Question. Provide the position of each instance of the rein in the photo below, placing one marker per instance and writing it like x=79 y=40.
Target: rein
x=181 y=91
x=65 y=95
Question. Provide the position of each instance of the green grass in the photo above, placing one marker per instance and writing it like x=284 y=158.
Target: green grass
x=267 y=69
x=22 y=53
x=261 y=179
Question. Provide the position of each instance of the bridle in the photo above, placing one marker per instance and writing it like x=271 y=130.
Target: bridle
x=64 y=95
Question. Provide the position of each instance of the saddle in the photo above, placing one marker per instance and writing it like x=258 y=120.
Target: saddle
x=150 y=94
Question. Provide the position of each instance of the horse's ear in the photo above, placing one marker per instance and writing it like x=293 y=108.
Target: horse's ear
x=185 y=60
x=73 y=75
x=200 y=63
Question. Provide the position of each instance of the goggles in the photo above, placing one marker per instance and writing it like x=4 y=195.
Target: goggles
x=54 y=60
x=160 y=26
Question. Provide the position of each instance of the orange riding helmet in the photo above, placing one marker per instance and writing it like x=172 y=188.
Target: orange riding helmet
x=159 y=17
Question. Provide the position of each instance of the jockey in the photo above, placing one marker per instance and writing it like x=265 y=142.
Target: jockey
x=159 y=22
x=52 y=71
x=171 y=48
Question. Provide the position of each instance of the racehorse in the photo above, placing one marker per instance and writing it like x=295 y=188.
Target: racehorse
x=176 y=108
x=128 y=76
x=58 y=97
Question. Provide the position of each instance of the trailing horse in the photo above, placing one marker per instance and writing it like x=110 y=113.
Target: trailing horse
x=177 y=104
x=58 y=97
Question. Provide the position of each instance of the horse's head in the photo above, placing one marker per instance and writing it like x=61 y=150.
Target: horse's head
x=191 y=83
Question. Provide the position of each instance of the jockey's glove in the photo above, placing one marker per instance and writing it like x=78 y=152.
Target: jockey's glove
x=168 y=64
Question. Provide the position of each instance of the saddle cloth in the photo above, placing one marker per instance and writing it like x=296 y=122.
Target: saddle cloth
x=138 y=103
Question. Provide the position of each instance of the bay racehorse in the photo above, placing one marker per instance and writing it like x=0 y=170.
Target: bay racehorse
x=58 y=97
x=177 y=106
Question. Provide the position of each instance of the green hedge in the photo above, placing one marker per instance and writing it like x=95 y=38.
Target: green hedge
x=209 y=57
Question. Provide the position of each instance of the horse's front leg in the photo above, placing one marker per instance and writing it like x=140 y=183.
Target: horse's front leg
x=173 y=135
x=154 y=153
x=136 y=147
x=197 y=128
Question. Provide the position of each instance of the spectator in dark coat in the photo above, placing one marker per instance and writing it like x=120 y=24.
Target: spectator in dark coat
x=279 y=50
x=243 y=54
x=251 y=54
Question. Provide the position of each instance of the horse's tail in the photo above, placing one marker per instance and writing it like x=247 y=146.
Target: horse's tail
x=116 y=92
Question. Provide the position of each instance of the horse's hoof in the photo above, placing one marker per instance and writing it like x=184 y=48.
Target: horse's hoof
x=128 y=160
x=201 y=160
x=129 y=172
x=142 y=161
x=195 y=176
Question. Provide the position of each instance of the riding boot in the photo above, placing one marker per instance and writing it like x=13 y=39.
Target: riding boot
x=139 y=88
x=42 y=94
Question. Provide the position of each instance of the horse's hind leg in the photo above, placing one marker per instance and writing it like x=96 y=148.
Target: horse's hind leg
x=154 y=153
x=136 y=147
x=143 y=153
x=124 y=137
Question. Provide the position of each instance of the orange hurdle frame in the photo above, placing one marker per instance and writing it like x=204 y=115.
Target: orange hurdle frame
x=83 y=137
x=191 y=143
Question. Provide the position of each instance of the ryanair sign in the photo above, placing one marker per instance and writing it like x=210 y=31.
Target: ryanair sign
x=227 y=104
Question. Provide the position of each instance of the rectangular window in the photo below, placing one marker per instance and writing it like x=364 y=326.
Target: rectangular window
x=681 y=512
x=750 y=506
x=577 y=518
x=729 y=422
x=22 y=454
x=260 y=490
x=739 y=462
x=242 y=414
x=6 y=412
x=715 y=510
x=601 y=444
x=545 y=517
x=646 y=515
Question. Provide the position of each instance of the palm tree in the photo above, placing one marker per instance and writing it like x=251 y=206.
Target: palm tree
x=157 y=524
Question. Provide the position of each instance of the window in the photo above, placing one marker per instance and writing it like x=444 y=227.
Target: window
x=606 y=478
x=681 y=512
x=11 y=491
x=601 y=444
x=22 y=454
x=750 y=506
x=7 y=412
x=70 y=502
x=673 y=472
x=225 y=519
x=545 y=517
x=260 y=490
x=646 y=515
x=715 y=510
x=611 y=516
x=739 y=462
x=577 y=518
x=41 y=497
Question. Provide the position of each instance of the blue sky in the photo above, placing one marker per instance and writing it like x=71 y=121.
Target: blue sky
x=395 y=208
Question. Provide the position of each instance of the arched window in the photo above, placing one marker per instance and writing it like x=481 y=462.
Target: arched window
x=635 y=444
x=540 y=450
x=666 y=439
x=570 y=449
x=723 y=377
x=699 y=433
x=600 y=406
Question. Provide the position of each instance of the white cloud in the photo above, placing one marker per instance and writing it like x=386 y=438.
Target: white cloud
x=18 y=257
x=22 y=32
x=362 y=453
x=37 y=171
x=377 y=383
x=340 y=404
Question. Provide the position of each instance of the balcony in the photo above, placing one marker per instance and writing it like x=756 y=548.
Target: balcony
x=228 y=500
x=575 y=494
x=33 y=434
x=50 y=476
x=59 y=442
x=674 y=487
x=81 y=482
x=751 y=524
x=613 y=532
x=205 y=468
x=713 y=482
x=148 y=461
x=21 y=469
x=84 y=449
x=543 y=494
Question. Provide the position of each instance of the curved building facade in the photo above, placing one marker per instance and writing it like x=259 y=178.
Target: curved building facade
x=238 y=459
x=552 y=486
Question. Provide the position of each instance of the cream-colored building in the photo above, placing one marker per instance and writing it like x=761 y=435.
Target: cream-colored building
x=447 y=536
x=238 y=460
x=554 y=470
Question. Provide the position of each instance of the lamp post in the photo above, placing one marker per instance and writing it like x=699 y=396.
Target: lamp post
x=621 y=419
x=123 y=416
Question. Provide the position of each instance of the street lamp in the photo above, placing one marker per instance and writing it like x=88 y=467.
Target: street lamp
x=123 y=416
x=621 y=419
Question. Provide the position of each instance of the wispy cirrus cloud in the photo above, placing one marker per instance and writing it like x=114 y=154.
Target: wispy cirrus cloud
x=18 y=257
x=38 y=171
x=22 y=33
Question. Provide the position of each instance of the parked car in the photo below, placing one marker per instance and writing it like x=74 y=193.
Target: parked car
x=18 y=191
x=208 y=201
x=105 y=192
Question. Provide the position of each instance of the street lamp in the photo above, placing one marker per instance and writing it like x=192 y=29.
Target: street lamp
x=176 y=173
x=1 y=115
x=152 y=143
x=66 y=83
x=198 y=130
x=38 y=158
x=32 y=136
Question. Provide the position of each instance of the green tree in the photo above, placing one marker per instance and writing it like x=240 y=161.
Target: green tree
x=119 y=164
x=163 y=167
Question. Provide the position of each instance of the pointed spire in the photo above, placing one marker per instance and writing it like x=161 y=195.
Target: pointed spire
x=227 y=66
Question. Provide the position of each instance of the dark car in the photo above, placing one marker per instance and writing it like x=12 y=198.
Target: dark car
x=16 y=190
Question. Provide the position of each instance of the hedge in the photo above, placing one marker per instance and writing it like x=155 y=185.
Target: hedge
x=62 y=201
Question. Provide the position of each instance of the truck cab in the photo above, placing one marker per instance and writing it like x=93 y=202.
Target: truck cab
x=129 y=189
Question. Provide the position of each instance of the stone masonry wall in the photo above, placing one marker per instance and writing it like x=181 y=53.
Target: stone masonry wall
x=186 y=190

---

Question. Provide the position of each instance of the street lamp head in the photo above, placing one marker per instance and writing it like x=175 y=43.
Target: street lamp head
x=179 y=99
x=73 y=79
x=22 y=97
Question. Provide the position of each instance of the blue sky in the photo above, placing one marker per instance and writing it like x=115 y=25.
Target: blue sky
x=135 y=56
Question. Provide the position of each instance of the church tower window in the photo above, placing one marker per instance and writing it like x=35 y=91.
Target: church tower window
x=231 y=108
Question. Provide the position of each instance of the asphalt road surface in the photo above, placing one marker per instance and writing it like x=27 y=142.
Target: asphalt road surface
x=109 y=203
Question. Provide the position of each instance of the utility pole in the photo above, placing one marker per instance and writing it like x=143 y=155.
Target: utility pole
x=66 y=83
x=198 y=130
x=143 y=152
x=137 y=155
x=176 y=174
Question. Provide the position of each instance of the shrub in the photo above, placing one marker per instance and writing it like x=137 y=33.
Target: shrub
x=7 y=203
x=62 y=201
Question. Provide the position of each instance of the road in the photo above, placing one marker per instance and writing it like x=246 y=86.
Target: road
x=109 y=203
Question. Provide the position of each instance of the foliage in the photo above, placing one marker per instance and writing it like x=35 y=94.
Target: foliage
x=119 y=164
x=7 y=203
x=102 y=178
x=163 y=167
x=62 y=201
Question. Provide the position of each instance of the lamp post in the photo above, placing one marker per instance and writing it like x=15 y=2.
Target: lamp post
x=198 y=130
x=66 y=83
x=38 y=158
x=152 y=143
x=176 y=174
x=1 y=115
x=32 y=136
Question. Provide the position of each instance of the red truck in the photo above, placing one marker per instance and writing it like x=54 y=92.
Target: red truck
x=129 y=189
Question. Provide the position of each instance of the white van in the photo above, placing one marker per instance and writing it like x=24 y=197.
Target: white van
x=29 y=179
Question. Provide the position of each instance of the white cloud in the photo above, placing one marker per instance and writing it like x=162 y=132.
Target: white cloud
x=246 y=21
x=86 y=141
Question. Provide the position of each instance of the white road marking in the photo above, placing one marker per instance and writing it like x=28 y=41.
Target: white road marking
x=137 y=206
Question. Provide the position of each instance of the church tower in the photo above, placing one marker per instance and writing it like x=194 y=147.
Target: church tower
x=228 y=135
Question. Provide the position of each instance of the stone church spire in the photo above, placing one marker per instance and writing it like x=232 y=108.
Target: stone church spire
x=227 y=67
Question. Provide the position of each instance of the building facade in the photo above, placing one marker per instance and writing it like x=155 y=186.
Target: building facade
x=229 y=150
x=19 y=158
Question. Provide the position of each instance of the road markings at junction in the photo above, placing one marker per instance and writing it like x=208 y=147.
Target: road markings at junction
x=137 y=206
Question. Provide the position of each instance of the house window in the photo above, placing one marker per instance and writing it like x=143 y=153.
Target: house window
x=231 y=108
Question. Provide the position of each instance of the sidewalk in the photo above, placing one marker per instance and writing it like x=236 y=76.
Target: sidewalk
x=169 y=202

**Exercise task**
How many of the lines above contain the word "head"? Reply with the number alone.

**Output of the exercise**
4